> [Collected data entries]
..........

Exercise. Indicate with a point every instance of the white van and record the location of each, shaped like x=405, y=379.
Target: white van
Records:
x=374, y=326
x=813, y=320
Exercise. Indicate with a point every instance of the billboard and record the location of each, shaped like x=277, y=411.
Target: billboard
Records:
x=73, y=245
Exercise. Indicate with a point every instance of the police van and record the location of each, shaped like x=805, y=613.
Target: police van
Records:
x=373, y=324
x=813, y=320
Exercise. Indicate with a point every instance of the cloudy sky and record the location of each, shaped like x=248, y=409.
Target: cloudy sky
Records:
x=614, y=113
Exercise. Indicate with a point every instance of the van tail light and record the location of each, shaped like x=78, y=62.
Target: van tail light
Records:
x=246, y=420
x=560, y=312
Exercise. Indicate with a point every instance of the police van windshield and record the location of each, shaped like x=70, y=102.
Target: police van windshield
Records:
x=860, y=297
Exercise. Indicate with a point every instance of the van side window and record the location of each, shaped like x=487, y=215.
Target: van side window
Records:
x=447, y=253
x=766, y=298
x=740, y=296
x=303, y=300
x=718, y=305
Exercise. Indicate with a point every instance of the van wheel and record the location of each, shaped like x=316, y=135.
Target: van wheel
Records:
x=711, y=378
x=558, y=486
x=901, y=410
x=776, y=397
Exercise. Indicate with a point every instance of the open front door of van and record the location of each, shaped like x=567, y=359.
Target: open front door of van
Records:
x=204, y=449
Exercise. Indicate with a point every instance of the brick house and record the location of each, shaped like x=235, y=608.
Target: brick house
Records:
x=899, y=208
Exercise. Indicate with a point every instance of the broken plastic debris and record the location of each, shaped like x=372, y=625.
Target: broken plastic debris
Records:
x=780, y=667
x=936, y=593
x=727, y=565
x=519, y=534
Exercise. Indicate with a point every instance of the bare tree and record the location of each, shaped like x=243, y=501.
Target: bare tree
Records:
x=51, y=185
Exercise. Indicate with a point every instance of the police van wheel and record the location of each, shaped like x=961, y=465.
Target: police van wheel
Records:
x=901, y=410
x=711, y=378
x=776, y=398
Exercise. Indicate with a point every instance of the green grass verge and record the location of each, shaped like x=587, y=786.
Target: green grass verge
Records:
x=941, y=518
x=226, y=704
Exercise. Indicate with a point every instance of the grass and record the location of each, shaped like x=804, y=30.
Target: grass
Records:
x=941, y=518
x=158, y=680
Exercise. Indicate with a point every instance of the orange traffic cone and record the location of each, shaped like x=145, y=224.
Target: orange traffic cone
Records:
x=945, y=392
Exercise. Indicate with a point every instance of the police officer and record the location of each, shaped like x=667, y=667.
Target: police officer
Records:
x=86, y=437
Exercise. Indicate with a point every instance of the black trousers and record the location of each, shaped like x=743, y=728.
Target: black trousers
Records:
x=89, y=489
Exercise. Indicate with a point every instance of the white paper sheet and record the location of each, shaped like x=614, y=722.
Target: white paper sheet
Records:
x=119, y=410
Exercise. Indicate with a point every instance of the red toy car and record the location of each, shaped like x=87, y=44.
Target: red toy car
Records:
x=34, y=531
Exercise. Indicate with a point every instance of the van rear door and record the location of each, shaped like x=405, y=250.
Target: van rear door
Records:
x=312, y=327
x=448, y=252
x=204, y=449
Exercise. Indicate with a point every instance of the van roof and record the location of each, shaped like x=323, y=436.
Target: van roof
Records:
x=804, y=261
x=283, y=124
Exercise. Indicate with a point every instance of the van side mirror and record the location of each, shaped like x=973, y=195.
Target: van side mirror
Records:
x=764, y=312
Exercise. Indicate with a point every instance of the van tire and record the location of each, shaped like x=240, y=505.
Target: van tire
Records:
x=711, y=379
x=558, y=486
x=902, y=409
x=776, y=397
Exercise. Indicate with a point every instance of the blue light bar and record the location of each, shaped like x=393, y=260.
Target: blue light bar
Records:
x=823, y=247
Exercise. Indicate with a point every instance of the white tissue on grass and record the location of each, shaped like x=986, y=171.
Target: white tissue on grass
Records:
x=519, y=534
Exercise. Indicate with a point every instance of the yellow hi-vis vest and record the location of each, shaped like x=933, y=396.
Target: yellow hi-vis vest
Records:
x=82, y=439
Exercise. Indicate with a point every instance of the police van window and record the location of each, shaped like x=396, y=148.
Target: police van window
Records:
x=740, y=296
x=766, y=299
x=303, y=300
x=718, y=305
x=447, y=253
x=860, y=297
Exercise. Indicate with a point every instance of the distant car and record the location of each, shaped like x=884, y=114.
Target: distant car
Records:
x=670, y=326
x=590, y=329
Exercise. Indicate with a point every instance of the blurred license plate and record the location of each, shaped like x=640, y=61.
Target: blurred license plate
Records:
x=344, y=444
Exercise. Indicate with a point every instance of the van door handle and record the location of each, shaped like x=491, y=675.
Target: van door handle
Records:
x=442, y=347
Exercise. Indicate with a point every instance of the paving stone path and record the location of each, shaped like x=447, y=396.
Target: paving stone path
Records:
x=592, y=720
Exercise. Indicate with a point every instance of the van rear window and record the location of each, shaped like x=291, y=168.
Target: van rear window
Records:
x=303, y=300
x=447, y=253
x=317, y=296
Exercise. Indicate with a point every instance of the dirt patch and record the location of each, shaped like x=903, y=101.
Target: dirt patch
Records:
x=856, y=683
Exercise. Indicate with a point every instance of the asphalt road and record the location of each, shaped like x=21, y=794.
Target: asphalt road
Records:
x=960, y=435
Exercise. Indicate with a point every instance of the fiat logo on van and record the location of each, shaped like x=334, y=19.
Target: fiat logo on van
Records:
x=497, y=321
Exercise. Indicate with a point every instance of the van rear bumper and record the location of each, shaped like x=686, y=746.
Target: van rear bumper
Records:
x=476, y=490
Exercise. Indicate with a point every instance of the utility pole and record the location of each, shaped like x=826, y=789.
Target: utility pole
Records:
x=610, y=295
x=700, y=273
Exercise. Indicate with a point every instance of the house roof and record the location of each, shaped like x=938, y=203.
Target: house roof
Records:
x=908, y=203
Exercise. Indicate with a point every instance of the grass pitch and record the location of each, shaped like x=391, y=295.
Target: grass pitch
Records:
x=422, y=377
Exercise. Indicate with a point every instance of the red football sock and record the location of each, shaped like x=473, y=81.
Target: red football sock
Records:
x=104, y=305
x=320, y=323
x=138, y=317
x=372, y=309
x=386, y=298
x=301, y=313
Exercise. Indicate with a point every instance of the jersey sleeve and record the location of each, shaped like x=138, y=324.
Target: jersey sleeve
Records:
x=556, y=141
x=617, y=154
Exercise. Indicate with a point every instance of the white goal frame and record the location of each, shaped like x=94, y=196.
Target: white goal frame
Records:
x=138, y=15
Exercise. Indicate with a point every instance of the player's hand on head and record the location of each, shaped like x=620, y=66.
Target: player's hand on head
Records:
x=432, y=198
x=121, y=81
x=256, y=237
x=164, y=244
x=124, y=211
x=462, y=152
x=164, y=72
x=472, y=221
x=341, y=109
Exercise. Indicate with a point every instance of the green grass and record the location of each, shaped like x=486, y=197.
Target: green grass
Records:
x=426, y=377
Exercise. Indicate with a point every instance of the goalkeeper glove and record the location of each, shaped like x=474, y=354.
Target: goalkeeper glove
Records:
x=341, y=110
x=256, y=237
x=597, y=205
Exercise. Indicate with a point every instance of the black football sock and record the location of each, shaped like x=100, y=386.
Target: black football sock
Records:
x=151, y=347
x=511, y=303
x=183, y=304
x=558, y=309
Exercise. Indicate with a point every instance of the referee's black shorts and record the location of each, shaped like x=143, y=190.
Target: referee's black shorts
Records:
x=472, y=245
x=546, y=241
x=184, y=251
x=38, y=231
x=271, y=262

..........

> [Your task]
Please write out every record shown above exactly as it reads.

> [Answer for the task]
Exercise. Indicate with a point every instance of the white van and record the location of each, shaped like x=405, y=379.
Target: white van
Records:
x=374, y=326
x=813, y=320
Exercise. Indicate with a point every instance of the billboard and record the location of each, shaped like x=277, y=411.
Target: billboard
Records:
x=73, y=245
Exercise. Indicate with a point every instance of the police van and record the location of each, shaped like x=805, y=613.
Target: police van
Records:
x=373, y=324
x=813, y=320
Exercise. Indicate with a point every instance of the cloudy sky and record the location of each, shaped like x=248, y=409.
Target: cloudy sky
Records:
x=614, y=113
Exercise. Indicate with a point every instance of the van tail light and record the location of each, shaped like x=78, y=62.
Target: van tail light
Records:
x=246, y=420
x=560, y=312
Exercise. Indicate with a point every instance of the police van windshield and record the location of each, shaped like x=70, y=102.
Target: police van windshield
Records:
x=860, y=297
Exercise. Indicate with a point every instance of the van side window and record the location of each, shaped like x=487, y=215.
Target: van side window
Records:
x=447, y=253
x=766, y=298
x=740, y=296
x=303, y=300
x=718, y=305
Exercise. Indicate with a point every instance of the van wheel and record the location of each, shaped like x=316, y=135.
Target: van wheel
Records:
x=711, y=378
x=558, y=486
x=901, y=410
x=776, y=397
Exercise. Indicate with a point every instance of the open front door of van and record the location of each, shaped like x=567, y=359.
Target: open front door of van
Records:
x=204, y=449
Exercise. Indicate with a point every instance of the brick house and record the location of each, shaped like x=235, y=608.
Target: brick house
Records:
x=899, y=208
Exercise. Indicate with a point every instance of the broken plastic debris and record the location of each, shaped like x=372, y=625.
Target: broken plastic debris
Records:
x=780, y=667
x=936, y=593
x=727, y=565
x=519, y=534
Exercise. Indicate with a point every instance of the bare tree and record the location of each, shaped like x=243, y=501.
Target: bare tree
Records:
x=51, y=185
Exercise. Indicate with a point every instance of the police van wheel and record the location of each, shaped like x=961, y=465.
Target: police van wheel
Records:
x=901, y=410
x=711, y=378
x=776, y=398
Exercise. Indicate with a point every instance of the green grass verge and record the location of each, shaped like x=587, y=786.
Target: green grass verge
Records:
x=941, y=518
x=226, y=704
Exercise. Indicate with a point every instance of the grass and record the location of each, shaped like x=804, y=30.
Target: grass
Records:
x=941, y=518
x=158, y=680
Exercise. Indicate with a point every instance of the orange traffic cone and record the location of each, shaped like x=145, y=224.
Target: orange traffic cone
Records:
x=945, y=392
Exercise. Indicate with a point every instance of the police officer and record the location of each, shaped like x=667, y=667.
Target: police officer
Records:
x=86, y=437
Exercise. Indicate with a point every instance of the black trousers and record the location of each, shaped like x=743, y=728.
Target: black trousers
Records:
x=89, y=489
Exercise. Indicate with a point every instance of the white paper sheet and record the location of each, shaped like x=614, y=722.
Target: white paper sheet
Records:
x=119, y=410
Exercise. Indicate with a point every instance of the red toy car and record the location of each, shaped like x=87, y=44.
Target: red toy car
Records:
x=34, y=531
Exercise. Indicate with a point every instance of the van rear door and record the location of each, shaped like x=405, y=250.
Target: van rear door
Records:
x=312, y=327
x=448, y=252
x=204, y=449
Exercise. Indicate with a point every instance of the van roof and record the location of each, shaped like x=323, y=436.
Target: van roof
Records:
x=804, y=261
x=283, y=124
Exercise. Indicate with a point every instance of the van side mirror and record the location of each, shaped like x=973, y=195.
Target: van side mirror
Records:
x=764, y=312
Exercise. Indicate with a point every instance of the van tire and record the location of each, shaped like x=240, y=505.
Target: van tire
Records:
x=711, y=379
x=558, y=486
x=902, y=409
x=776, y=397
Exercise. Indicate with a point every instance of the blue light bar and record the location of each, shaped like x=393, y=260.
Target: blue light bar
Records:
x=823, y=247
Exercise. Indicate with a point every instance of the white tissue on grass and record the location of each, shaped like x=986, y=171.
Target: white tissue on grass
Records:
x=519, y=534
Exercise. Indicate with a point every instance of the yellow hi-vis vest and record the location of each, shaped like x=933, y=396.
Target: yellow hi-vis vest
Records:
x=82, y=439
Exercise. Indicate with a point every instance of the police van window and record the location of each, shaped like x=396, y=148.
Target: police van window
Records:
x=740, y=296
x=766, y=299
x=303, y=300
x=718, y=305
x=447, y=253
x=860, y=297
Exercise. Indicate with a point every instance of the distant car and record the location of each, shaped like x=884, y=114.
Target: distant car
Records:
x=670, y=326
x=590, y=329
Exercise. Indicate with a point every instance of the blurred license plate and record the location of each, shaped like x=640, y=61.
Target: blurred license plate
Records:
x=344, y=444
Exercise. Indicate with a point every instance of the van door handle and record the location of each, shaped like x=491, y=675.
Target: van door handle
Records:
x=442, y=347
Exercise. Indicate with a point every instance of the paving stone path and record the location of each, shaped like x=447, y=396.
Target: paving stone path
Records:
x=592, y=720
Exercise. Indicate with a point every instance of the van rear window and record the location of each, shaped like x=291, y=168.
Target: van rear window
Records:
x=303, y=300
x=447, y=253
x=317, y=296
Exercise. Indicate with a point every instance of the dirt patch and record the location of each, shaped like x=903, y=101.
Target: dirt patch
Records:
x=856, y=683
Exercise. Indicate with a point every instance of the asphalt road and record the location of each, shaped like x=21, y=794.
Target: asphalt road
Records:
x=960, y=435
Exercise. Indicate with a point every instance of the fiat logo on van and record the location of each, shaped like x=334, y=19.
Target: fiat logo on van
Records:
x=497, y=321
Exercise. Indicate with a point every instance of the van rear bumper and record the location of each, shaped like x=686, y=746.
Target: van rear bumper
Records:
x=476, y=490
Exercise. Indicate with a point every instance of the utility pole and record the location of each, shaped like x=826, y=789.
Target: utility pole
Records:
x=610, y=295
x=700, y=273
Exercise. Indicate with a point every instance of the house roof and record the location of each, shaped like x=938, y=203.
Target: house roof
Records:
x=908, y=203
Exercise. Indicate with a point every instance of the grass pitch and record the location of each, shaped like x=391, y=295.
Target: grass pitch
Records:
x=422, y=377
Exercise. Indicate with a point every instance of the red football sock and record the location of each, shaped like x=473, y=81.
Target: red football sock
Records:
x=104, y=305
x=320, y=323
x=138, y=317
x=372, y=309
x=386, y=298
x=301, y=313
Exercise. Indicate with a point every instance of the jersey sleeve and record the location of each, shaped like x=138, y=324.
Target: jersey sleeve
Records:
x=556, y=141
x=617, y=154
Exercise. Indicate with a point every instance of the white goal frame and record the location of each, shaped like x=94, y=196.
Target: white goal frame
Records:
x=138, y=15
Exercise. Indicate with a point every instance of the player's hand on head and record the location of each, shaped like x=620, y=66.
Target: player's hand on head
Records:
x=432, y=198
x=121, y=81
x=256, y=237
x=164, y=244
x=124, y=211
x=462, y=152
x=164, y=72
x=472, y=221
x=341, y=109
Exercise. Indicate with a point every instance of the green grass and record the location of each, shaped like x=486, y=197.
Target: green grass
Records:
x=426, y=377
Exercise. Indicate with a point every instance of the goalkeeper glove and record the location of each, shaped like x=474, y=354.
Target: goalkeeper glove
Records:
x=341, y=110
x=256, y=237
x=597, y=205
Exercise. Indicate with a point every instance of the black football sock and record the location of each, shaped like x=100, y=386.
Target: black football sock
Records:
x=151, y=347
x=511, y=303
x=183, y=304
x=558, y=309
Exercise. Indicate with a point every instance of the referee's black shorts and record the location of each, shaped like x=143, y=190.
Target: referee's black shorts
Records:
x=472, y=245
x=546, y=241
x=184, y=251
x=38, y=231
x=271, y=262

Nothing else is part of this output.